(Beginning of TEXT UNDER STUDY)
Quarter 3- week 1

Thursday, July 15, 2010

This week has been a little crazy. I usually will only have class Monday, Wednesday, Thursday but Marc had a class he had to go to for work in Orlando this week on Wednesday, so I had to take the other sections of the two classes I am supposed to have on Wednesday.

Monday was World Cuisine. I really think I am going to like that class, even though it is going to be ALOT of work. I am so excited to experience food from all over the world, and that I am going to not only get to TASTE it, but I am going to get to learn how to MAKE it. This week we had nine dishes to make. As a group of three, we each took three dishes. I made churros, stuffed olives, and squid with caramelized onions. These titles sound much fancier when you say them in Spanish. Oh yes. I may have forgotten to mention that the first two weeks are focusing on tapas from Spain. I'm sorry the pictures (and hot chocolate mug) are so sloppy but we barely had time to taste everything today because we, as a class, were running out of time.





Next week we will be cooking with rabbit and snails. I've become a much more adventurous eater and I am looking forward to at least being able to say I've tried these items. They've got to be good or these recipes wouldn't still be around, right?
(End of TEXT UNDER STUDY)
(Beginning of DATASET EXCERPTS)
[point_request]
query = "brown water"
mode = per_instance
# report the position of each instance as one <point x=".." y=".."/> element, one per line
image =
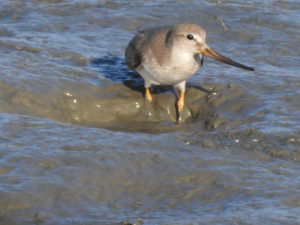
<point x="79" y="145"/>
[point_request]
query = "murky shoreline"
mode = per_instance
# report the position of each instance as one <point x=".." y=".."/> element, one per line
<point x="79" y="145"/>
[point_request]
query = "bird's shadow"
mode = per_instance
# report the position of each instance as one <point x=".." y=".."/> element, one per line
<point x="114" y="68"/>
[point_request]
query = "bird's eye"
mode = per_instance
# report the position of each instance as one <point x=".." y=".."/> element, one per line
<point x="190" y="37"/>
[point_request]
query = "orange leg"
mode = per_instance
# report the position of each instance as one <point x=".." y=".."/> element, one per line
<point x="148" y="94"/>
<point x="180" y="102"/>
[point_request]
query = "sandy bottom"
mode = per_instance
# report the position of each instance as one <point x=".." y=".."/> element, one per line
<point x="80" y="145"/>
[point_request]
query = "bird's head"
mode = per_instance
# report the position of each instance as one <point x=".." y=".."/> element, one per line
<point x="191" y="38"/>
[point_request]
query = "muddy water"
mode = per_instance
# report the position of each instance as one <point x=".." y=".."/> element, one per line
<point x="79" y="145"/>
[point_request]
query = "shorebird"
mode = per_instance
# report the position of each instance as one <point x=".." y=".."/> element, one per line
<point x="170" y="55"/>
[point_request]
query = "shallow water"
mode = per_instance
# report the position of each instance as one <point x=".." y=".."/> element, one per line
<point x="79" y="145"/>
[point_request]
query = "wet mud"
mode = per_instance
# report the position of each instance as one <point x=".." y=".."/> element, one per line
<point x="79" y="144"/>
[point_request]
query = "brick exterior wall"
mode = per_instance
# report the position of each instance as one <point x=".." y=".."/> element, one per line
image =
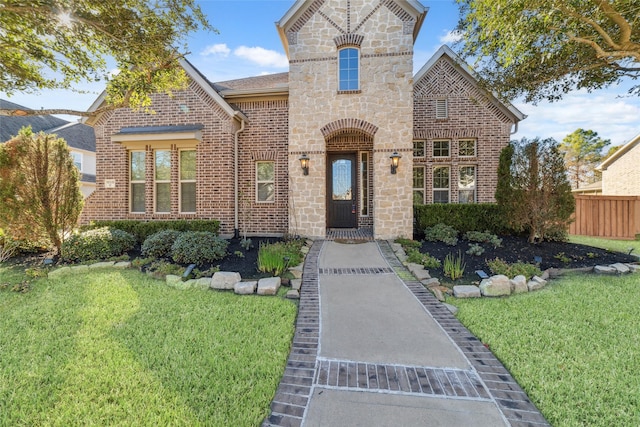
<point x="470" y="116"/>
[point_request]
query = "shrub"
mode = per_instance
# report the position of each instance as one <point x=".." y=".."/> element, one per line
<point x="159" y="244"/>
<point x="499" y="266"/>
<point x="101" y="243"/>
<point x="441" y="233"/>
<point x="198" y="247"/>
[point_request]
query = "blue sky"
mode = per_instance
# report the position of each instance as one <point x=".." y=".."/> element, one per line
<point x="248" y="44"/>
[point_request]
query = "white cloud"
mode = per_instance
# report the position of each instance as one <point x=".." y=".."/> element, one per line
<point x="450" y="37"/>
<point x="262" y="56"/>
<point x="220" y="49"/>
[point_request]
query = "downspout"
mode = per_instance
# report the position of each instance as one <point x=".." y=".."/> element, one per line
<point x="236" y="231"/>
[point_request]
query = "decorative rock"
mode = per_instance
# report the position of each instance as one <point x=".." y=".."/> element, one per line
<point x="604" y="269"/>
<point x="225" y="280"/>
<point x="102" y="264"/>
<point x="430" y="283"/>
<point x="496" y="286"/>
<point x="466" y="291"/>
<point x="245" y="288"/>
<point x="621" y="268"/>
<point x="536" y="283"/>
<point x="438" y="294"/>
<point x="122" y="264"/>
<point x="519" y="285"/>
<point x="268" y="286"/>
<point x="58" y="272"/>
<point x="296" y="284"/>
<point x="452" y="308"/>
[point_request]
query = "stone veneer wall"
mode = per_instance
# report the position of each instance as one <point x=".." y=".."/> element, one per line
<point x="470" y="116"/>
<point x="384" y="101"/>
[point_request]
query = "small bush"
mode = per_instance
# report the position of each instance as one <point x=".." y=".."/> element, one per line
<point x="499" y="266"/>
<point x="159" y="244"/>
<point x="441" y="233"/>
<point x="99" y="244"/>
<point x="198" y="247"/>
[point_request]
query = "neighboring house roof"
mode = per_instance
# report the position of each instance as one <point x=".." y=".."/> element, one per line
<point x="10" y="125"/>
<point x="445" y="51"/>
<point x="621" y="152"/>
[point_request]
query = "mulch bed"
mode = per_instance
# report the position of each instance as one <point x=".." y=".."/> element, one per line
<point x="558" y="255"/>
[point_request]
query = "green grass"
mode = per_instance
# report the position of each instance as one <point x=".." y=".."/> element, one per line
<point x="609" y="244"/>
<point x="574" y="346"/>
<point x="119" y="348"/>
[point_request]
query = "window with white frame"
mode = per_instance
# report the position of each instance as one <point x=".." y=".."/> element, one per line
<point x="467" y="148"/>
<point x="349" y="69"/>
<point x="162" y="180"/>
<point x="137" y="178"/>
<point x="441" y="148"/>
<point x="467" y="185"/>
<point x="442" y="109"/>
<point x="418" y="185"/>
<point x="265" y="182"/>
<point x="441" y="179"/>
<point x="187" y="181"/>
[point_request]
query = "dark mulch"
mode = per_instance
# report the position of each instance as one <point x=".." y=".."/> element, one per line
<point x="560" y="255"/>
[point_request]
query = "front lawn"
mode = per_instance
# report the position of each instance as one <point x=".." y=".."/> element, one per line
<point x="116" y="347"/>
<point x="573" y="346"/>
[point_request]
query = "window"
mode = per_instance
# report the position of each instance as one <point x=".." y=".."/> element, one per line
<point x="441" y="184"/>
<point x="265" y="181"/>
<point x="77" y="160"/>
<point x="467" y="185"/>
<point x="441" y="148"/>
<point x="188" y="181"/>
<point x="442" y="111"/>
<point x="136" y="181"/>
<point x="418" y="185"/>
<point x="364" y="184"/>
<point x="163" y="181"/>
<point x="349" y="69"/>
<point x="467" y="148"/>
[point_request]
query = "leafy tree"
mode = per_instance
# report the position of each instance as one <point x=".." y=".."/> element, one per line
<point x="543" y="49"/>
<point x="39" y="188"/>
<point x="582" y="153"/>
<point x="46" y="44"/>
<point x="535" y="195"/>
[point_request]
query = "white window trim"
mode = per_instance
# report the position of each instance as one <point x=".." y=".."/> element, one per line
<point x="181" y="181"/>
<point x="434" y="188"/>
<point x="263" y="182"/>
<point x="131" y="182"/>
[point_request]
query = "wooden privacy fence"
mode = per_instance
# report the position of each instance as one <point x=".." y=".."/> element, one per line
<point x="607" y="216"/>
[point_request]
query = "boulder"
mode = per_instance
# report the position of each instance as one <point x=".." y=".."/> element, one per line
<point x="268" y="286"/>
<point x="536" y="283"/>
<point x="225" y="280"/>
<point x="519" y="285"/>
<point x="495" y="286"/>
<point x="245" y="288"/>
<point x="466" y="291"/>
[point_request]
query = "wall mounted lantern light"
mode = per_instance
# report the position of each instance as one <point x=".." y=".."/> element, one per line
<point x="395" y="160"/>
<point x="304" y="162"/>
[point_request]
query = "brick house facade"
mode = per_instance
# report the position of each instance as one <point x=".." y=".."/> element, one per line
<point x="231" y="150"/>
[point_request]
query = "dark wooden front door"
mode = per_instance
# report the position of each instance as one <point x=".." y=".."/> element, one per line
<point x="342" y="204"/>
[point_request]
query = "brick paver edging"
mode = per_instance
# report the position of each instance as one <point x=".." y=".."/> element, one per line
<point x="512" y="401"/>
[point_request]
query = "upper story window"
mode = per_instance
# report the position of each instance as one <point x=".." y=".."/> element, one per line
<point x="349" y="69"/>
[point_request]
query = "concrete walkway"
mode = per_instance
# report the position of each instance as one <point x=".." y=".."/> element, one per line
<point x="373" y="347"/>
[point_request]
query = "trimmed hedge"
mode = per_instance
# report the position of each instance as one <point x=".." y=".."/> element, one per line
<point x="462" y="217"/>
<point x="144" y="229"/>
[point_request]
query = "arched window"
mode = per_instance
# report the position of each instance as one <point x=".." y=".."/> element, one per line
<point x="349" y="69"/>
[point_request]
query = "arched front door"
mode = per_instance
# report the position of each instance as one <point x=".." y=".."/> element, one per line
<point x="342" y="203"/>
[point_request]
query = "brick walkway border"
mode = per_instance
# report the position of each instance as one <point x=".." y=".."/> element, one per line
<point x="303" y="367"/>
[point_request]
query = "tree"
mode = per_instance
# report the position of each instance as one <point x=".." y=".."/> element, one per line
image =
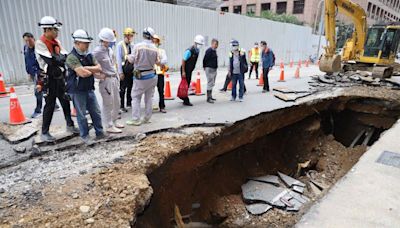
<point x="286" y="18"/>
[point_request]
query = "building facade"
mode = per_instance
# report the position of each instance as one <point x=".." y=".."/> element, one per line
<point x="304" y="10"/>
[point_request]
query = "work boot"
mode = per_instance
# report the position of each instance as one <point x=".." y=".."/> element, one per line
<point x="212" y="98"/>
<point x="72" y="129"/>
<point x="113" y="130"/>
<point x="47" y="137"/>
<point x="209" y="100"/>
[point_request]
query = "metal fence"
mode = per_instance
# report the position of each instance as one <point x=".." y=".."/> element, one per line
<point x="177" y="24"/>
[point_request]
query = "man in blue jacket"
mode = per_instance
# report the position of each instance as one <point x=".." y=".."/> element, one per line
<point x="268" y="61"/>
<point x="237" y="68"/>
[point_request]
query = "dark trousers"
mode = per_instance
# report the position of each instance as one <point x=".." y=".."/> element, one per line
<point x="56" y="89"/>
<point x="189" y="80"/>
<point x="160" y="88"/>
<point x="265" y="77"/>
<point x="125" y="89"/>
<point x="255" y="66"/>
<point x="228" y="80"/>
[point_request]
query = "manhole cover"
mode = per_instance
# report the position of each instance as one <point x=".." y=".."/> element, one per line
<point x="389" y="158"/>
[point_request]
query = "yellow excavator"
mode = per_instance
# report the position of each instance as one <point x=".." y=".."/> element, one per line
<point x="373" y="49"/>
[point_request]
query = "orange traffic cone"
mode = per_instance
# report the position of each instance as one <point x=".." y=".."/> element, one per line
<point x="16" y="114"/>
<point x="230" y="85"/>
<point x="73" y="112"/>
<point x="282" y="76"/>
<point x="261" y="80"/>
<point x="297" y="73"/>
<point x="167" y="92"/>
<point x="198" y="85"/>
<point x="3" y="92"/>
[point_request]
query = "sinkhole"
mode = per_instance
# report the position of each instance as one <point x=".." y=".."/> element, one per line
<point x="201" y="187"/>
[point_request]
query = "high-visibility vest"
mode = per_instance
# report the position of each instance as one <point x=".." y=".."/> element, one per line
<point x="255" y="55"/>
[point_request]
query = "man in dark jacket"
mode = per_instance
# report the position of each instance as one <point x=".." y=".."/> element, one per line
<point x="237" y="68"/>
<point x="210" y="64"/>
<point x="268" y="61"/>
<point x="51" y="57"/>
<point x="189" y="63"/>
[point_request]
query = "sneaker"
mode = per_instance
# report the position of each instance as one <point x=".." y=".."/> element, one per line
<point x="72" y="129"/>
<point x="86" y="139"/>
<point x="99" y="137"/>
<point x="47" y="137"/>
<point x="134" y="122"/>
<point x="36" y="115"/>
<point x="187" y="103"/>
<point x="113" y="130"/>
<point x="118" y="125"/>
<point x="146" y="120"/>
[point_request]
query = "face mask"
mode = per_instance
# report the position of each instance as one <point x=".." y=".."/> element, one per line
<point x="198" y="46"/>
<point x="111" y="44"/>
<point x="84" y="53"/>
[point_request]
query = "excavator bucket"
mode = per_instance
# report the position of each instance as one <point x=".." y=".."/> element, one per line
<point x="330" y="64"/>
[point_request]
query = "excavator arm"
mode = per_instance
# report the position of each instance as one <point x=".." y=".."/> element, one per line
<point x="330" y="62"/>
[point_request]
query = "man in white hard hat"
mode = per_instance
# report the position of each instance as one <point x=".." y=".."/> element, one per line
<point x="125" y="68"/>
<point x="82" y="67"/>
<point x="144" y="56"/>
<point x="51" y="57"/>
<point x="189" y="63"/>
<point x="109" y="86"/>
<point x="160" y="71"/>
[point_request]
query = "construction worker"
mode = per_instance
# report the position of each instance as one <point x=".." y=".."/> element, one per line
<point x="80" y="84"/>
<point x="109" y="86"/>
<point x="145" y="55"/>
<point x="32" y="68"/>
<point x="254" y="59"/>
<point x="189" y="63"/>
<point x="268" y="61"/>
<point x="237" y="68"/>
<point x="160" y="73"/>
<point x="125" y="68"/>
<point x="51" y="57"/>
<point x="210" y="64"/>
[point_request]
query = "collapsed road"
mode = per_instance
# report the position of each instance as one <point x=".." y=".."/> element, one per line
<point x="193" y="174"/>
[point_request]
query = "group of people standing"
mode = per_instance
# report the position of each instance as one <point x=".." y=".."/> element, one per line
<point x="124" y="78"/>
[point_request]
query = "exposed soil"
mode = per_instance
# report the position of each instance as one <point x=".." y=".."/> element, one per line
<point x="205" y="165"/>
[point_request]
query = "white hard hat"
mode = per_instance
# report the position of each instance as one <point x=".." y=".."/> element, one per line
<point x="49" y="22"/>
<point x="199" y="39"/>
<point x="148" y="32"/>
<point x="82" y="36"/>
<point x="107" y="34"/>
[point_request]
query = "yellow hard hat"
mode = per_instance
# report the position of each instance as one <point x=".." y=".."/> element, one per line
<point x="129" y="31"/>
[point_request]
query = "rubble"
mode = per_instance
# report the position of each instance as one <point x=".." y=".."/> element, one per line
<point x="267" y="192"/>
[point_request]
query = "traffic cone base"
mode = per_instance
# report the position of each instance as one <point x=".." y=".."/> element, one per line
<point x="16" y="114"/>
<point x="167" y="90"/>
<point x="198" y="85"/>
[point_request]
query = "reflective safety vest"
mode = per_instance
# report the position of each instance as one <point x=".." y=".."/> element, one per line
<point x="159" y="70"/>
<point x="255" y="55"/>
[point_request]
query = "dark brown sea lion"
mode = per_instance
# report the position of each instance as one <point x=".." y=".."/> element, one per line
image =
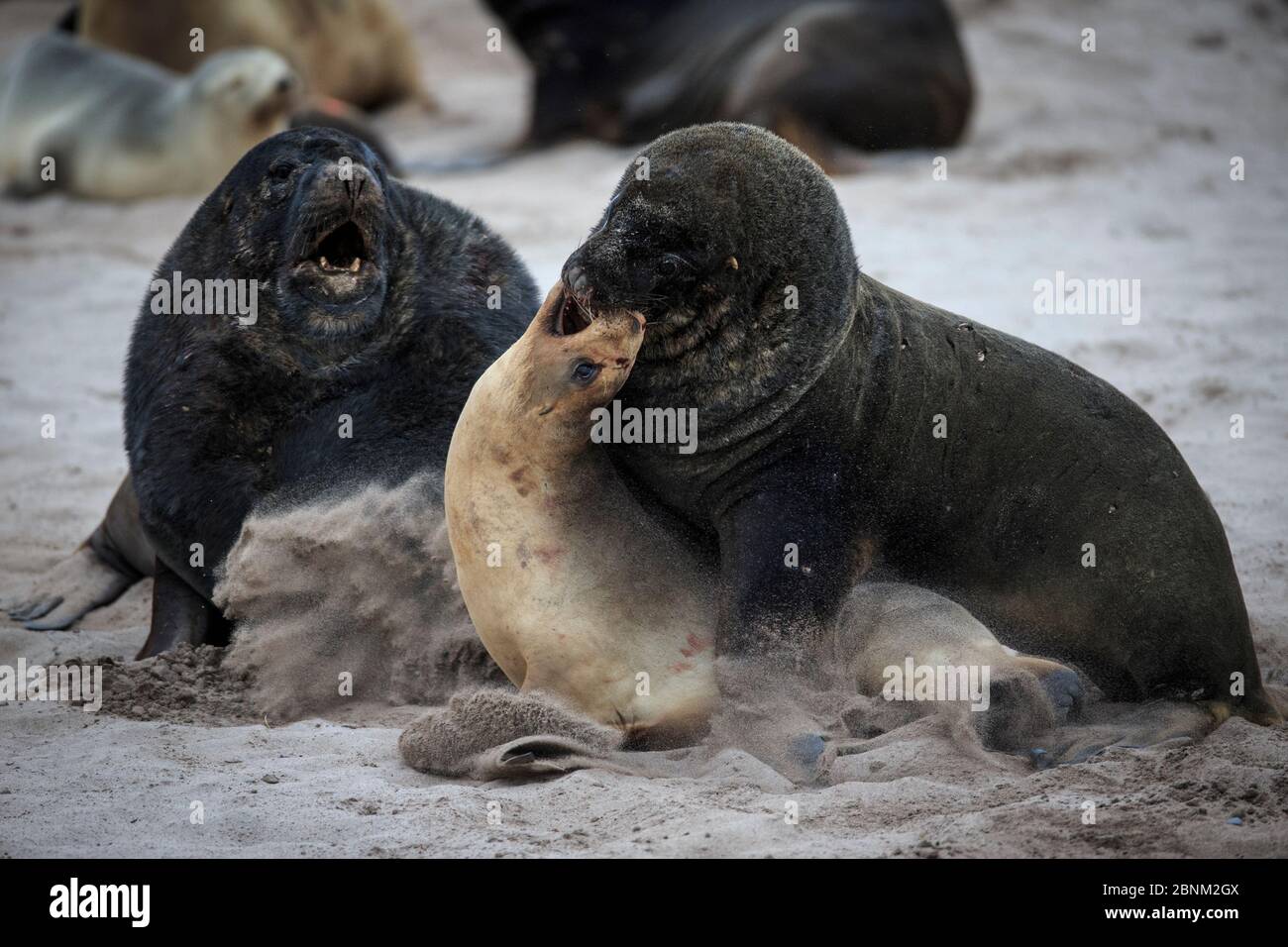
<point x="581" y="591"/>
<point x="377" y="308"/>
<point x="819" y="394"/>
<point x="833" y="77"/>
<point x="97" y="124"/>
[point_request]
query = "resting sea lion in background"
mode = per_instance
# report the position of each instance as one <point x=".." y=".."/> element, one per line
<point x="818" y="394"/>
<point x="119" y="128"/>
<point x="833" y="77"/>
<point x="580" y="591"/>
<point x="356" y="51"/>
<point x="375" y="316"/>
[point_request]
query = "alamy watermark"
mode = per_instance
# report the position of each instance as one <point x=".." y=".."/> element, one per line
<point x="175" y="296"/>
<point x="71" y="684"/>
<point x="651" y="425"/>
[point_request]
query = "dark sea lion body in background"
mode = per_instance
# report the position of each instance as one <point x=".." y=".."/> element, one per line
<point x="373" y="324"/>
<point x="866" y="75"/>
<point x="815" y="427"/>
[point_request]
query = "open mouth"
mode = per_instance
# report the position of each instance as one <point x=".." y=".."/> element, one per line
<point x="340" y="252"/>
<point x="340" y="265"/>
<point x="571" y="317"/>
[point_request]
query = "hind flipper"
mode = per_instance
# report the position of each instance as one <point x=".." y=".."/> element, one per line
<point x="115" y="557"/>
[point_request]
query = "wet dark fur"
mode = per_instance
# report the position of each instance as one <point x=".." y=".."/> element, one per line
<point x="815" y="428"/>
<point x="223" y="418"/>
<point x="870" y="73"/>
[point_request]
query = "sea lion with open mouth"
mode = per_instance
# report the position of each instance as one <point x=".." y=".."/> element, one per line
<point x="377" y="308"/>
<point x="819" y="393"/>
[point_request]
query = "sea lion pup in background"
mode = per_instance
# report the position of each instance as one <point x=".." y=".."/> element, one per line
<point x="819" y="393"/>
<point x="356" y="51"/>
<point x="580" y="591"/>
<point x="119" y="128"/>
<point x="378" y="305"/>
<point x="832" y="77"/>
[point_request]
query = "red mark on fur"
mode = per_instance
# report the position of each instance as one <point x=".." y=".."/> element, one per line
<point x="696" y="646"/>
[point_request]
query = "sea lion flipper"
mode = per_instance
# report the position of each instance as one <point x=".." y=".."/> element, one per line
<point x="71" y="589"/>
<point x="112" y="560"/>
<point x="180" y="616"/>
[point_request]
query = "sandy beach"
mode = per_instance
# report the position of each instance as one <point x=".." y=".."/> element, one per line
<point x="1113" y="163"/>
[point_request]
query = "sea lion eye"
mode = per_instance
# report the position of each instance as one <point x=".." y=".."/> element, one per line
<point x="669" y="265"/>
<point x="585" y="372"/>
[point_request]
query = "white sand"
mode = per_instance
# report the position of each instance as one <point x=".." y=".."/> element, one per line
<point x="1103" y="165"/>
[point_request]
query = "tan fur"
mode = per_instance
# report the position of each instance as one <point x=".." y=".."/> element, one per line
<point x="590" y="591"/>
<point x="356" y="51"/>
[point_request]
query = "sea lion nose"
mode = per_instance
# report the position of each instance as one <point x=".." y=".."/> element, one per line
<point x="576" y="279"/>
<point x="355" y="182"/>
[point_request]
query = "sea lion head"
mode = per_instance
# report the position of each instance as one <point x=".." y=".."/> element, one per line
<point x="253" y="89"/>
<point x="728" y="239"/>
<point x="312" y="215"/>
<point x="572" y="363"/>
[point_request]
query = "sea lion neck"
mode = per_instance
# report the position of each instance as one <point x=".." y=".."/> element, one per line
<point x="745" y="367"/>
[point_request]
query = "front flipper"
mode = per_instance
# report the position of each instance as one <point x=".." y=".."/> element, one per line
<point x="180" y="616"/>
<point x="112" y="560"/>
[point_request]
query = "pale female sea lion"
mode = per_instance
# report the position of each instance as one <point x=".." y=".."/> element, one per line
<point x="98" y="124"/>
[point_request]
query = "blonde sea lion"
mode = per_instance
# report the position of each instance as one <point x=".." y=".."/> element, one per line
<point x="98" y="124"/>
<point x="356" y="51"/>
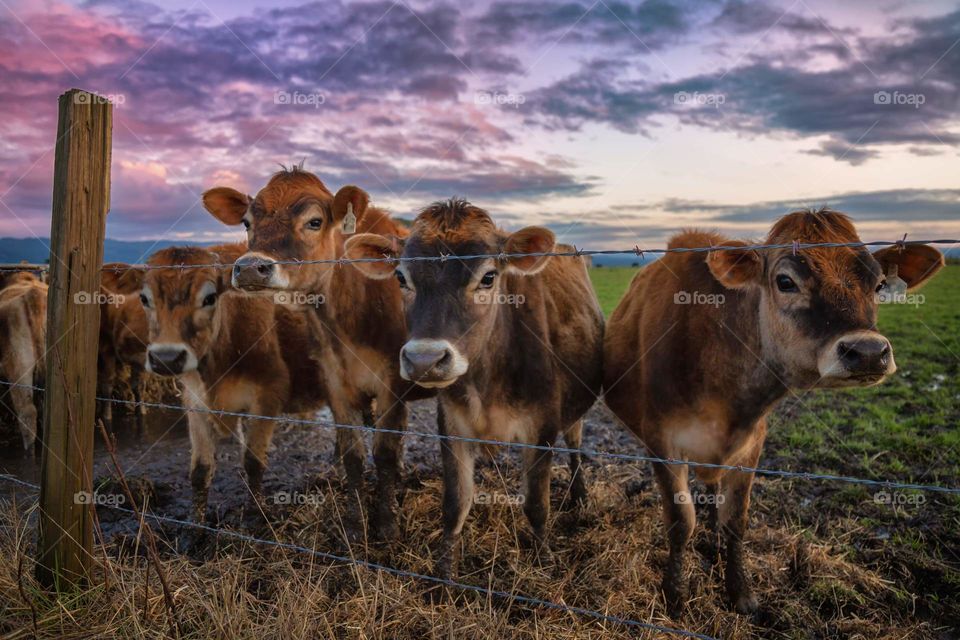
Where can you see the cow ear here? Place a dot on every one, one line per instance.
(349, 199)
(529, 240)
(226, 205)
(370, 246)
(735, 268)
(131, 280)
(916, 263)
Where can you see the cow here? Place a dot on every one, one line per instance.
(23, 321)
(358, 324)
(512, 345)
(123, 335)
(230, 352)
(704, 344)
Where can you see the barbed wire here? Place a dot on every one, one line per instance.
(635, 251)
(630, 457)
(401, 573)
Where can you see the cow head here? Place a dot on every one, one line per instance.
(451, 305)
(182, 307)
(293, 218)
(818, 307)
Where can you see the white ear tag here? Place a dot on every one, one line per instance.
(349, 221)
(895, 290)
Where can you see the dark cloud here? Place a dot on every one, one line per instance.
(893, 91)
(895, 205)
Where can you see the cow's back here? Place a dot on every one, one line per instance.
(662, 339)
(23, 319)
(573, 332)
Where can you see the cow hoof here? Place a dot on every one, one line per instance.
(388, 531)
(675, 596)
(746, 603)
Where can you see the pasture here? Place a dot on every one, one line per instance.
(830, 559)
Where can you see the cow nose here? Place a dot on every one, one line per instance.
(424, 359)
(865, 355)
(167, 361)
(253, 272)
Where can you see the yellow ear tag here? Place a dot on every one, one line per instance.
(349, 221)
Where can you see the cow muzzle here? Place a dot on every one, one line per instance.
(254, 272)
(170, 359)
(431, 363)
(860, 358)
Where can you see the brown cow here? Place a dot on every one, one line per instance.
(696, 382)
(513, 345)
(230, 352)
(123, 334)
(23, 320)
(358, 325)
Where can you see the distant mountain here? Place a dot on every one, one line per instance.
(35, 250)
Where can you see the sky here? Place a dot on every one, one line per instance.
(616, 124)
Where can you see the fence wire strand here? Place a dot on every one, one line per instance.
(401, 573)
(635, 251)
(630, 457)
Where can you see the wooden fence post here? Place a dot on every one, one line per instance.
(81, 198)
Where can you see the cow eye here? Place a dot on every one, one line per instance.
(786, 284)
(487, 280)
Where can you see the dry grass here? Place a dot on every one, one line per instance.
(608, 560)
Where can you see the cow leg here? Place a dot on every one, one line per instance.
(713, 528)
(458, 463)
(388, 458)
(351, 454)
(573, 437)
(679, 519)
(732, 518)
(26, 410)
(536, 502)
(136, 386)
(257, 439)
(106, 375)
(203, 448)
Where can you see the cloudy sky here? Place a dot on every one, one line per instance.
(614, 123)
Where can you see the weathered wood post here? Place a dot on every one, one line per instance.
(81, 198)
(End of DATASET EXCERPTS)
## TASKS TO CARRY OUT
[1] Answer these about the blog post on the World Cuisine class:
(a) On which days does the writer usually have class?
(b) Which three dishes did the writer make?
(c) What will the class be cooking with next week?
[2] Reproduce word for word the part of the blog post that opens with the words containing "Thursday, July 15, 2010" and closes with "have on Wednesday.".
You can do without the lines here.

## SOLUTION SET
[1]
(a) Monday, Wednesday, and Thursday.
(b) Churros, stuffed olives, and squid with caramelized onions.
(c) Rabbit and snails.

[2]
Thursday, July 15, 2010

This week has been a little crazy. I usually will only have class Monday, Wednesday, Thursday but Marc had a class he had to go to for work in Orlando this week on Wednesday, so I had to take the other sections of the two classes I am supposed to have on Wednesday.